TRY IT: Once the line containing "Target: stucco wall" is found in the data below, output that line and every line after it through the last, unchanged and with nothing else.

DATA FOR ANALYSIS:
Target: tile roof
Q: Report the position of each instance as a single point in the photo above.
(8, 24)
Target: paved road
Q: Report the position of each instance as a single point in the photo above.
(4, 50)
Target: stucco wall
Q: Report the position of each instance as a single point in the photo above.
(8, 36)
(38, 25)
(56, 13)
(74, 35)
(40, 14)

EXERCISE OUTPUT:
Target: stucco wall
Q: Report the position of each instance as a single point in the photo above.
(8, 36)
(38, 25)
(56, 13)
(74, 35)
(40, 14)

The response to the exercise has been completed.